WHAT YOU NEED TO DO: Every entry that follows is to be set down exactly, with its pictures omitted.
───── DATA TO PROCESS
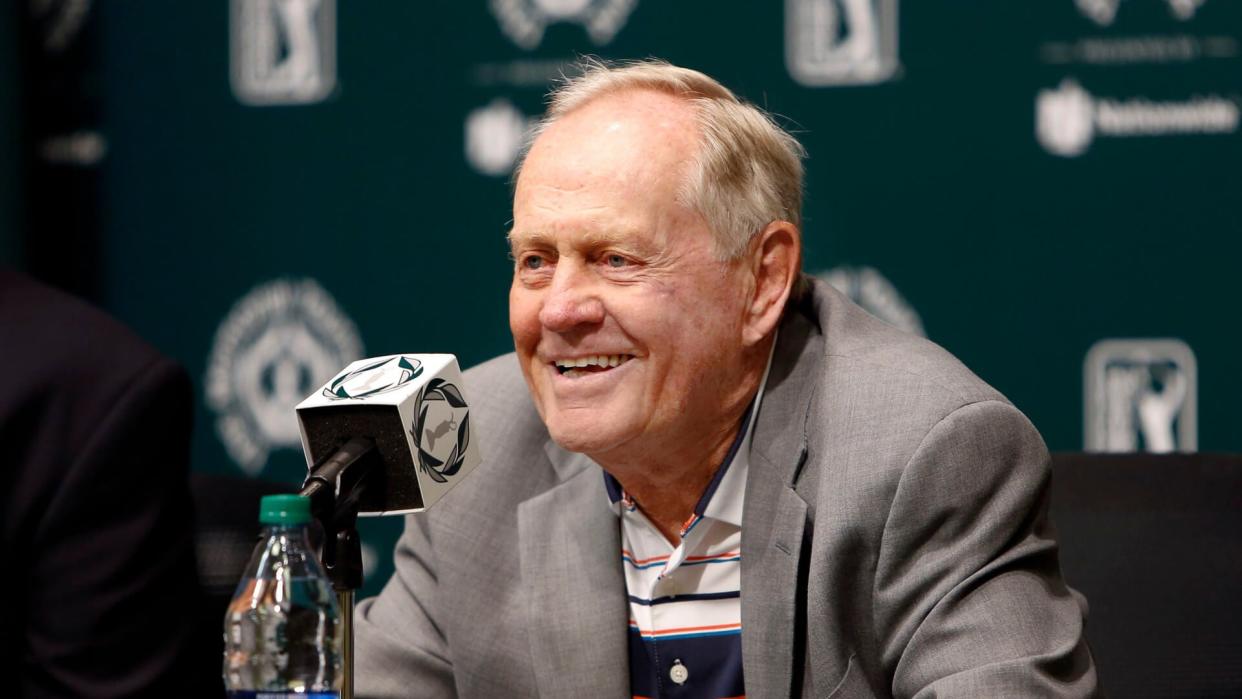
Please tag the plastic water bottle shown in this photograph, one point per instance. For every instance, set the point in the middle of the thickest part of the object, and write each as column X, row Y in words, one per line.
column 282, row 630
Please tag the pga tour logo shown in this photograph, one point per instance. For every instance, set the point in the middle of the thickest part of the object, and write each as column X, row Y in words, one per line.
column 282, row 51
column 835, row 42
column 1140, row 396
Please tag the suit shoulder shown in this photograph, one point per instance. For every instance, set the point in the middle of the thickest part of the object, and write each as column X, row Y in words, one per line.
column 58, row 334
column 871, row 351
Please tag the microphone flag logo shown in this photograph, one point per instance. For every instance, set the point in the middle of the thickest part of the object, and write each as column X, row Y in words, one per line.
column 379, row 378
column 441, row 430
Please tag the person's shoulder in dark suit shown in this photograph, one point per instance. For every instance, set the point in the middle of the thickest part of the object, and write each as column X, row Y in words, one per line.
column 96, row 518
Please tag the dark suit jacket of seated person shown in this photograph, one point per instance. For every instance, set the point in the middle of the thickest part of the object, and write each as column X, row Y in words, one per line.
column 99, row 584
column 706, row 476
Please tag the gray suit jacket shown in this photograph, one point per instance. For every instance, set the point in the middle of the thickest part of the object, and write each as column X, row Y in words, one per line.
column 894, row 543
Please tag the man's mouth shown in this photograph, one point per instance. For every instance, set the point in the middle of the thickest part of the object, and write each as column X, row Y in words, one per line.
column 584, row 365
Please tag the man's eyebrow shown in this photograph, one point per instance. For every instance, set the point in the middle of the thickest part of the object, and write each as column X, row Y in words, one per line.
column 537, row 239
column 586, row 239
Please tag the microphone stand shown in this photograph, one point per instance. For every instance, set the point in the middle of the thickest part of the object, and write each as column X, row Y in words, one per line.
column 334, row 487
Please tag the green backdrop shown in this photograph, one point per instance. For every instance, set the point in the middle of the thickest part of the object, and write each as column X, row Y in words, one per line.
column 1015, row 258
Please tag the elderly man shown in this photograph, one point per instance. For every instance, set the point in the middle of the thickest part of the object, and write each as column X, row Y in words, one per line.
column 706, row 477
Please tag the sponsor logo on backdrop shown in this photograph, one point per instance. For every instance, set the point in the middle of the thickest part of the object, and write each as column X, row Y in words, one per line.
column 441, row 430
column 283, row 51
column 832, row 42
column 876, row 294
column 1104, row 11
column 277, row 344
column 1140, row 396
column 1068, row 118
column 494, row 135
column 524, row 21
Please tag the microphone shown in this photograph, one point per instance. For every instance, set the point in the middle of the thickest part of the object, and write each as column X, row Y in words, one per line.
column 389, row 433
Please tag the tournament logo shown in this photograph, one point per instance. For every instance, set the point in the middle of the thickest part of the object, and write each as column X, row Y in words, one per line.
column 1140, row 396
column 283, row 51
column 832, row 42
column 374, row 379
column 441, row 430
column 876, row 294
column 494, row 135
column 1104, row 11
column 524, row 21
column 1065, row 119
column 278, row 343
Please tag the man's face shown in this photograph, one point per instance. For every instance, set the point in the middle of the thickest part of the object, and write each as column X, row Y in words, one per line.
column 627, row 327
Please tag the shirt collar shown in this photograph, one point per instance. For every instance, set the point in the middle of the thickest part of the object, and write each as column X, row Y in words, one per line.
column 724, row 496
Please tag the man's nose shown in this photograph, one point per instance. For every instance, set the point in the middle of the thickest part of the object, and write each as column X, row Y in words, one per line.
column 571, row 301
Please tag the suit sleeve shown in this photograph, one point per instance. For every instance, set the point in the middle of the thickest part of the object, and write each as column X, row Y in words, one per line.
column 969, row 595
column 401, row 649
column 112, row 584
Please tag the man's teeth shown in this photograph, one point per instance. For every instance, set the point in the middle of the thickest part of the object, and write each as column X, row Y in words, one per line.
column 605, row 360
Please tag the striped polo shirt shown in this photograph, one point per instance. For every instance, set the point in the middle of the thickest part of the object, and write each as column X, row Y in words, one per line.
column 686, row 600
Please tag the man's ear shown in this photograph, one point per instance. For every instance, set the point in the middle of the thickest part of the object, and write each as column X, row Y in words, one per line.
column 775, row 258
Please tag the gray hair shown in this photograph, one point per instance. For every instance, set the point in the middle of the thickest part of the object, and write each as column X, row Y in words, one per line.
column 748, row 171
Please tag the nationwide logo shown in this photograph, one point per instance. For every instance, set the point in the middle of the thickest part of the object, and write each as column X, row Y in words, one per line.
──────────
RESULT:
Please tag the plastic water bottle shown in this photograph, one point per instance. For every instance, set the point in the middle of the thickest part of the object, and write each as column X, row Y in words, one per line.
column 282, row 630
Please tag the pga tour logo shown in this photograph, one point per instance. For every instance, set the point in the middle of the thickest part of the object, and write each as column X, row Y in words, one per line.
column 282, row 51
column 835, row 42
column 1140, row 396
Please tag the suit shoulder shown in this photograph, one point per instance. For every instance, set the point in the middle of the thickest part of the object, and write each as column X, row Y in words, one per line.
column 58, row 334
column 871, row 351
Please tag the microphone flag logo shown in this photograph, one point per instance. For every instance, set the point in the middle of the thickest part of the object, and write each as column X, row Y in words, one per line.
column 379, row 378
column 441, row 430
Please tag the person's shoulder in dark suit shown in this photograph, one point per instance. For every instance, set the point in the middle of the thickest part of the object, and write each as column X, row Y in words, one per line.
column 96, row 518
Please tag the dark suit jacket of seated person shown in this photograph, one point per instance. For every instance, set the point in the middle of the thickest part of the object, and write each as column X, row Y in words, one per line.
column 99, row 584
column 706, row 476
Please tag the gray suit jacket shown in this photograph, one point per instance. For every instance, set the point in the middle of the thickest part of the object, and write each as column X, row Y in words, one per line.
column 894, row 543
Please tag the man's mouth shown in this photograph, one point per instance. For every instance, set the point in the middle of the thickest part of the object, and write each as column X, row Y in words, one per line.
column 584, row 365
Please tag the man's eyebrow shown in this photograph, one point per instance. For every instance, set the point in the middle of the thickest part of the object, and write each as column X, row Y in words, one per line.
column 537, row 239
column 586, row 239
Please tag the microphone stand shown in this photograph, one point per instance. For every instance, set the point in the middle of the thickest part of the object, and write each as column X, row Y in words, one per line.
column 334, row 487
Please tag the green backdrop shown in this photograph, one point per instance. For every instance, set the point in the middle of the thickest part of the object, and write each as column X, row Y in words, one per line.
column 1015, row 258
Please tag the elderly man shown in this photograph, one point per instance. For every instance, set the point in the middle of the thickest part of the object, and write each as column X, row Y in words, one per line.
column 706, row 477
Please tag the sponsor logo on backdrop shown in this photograph, one point per instance. For every instance, set the point in the middle of the thickest part of the object, and write each as column X, row Y in words, one per line.
column 441, row 430
column 283, row 51
column 832, row 42
column 876, row 294
column 1104, row 11
column 277, row 344
column 1140, row 396
column 1068, row 118
column 494, row 135
column 524, row 21
Please tag the microphone shown in this photograph, one point per instance. For every instance, set the point in the middle of the thickest part of the object, and write each as column X, row Y in words, one per line.
column 389, row 433
Please tag the tournament logo shown in this photograph, one point per instance. For every instance, set the point in the middle of the thickest part of the object, and write each as column X, row Y in words, one per line.
column 1140, row 396
column 283, row 51
column 832, row 42
column 374, row 379
column 441, row 430
column 876, row 294
column 494, row 135
column 1104, row 11
column 524, row 21
column 1065, row 119
column 278, row 343
Please tag the man's face shown in this photograph, one point per instance. For every instance, set the point in the middle of the thickest part of the object, and write each as column X, row Y in words, one per line.
column 627, row 327
Please tag the shirt collar shown in this photograph, one point per instance. For every instance, set the point in the middle of the thickest part of the object, and write each as column X, row Y in words, one per line.
column 724, row 496
Please tag the man's nose shown in this photograph, one point per instance. For every instance, set the point in the middle of the thickest part of the object, and write each as column X, row Y in words, one per line.
column 571, row 301
Please tag the suit sleeve shown in this photograph, one point per instance. For every instance, set the point in the middle of the thickest part of the object, and write each as column X, row Y in words, one per line.
column 969, row 595
column 401, row 649
column 112, row 584
Please tag the man's teeth shown in this photograph, one point per instance. For every instance, set the point in the middle of the thickest part of the object, and write each as column X, row Y in words, one per line.
column 605, row 360
Please tag the striped polo shirt shown in this photograph, one point per instance. For every instance, set the point in the middle of the thickest part of the object, and write each as column X, row Y in words, one per line.
column 686, row 600
Please tag the man's ear shown in this photograph, one point per instance. For every instance, set the point in the middle of the thickest part of the object, and write each as column X, row Y in words, one per line.
column 775, row 258
Please tag the gray hair shown in this photograph, one point per instance. For every instance, set the point in the middle of the thickest part of the object, and write each as column X, row Y in words, one per line.
column 748, row 171
Please tag the nationwide logo shown in this photograph, one point per instance. For every instance, set the point in the middle of the thickest part of the object, and write each as column X, row Y in words, one per line.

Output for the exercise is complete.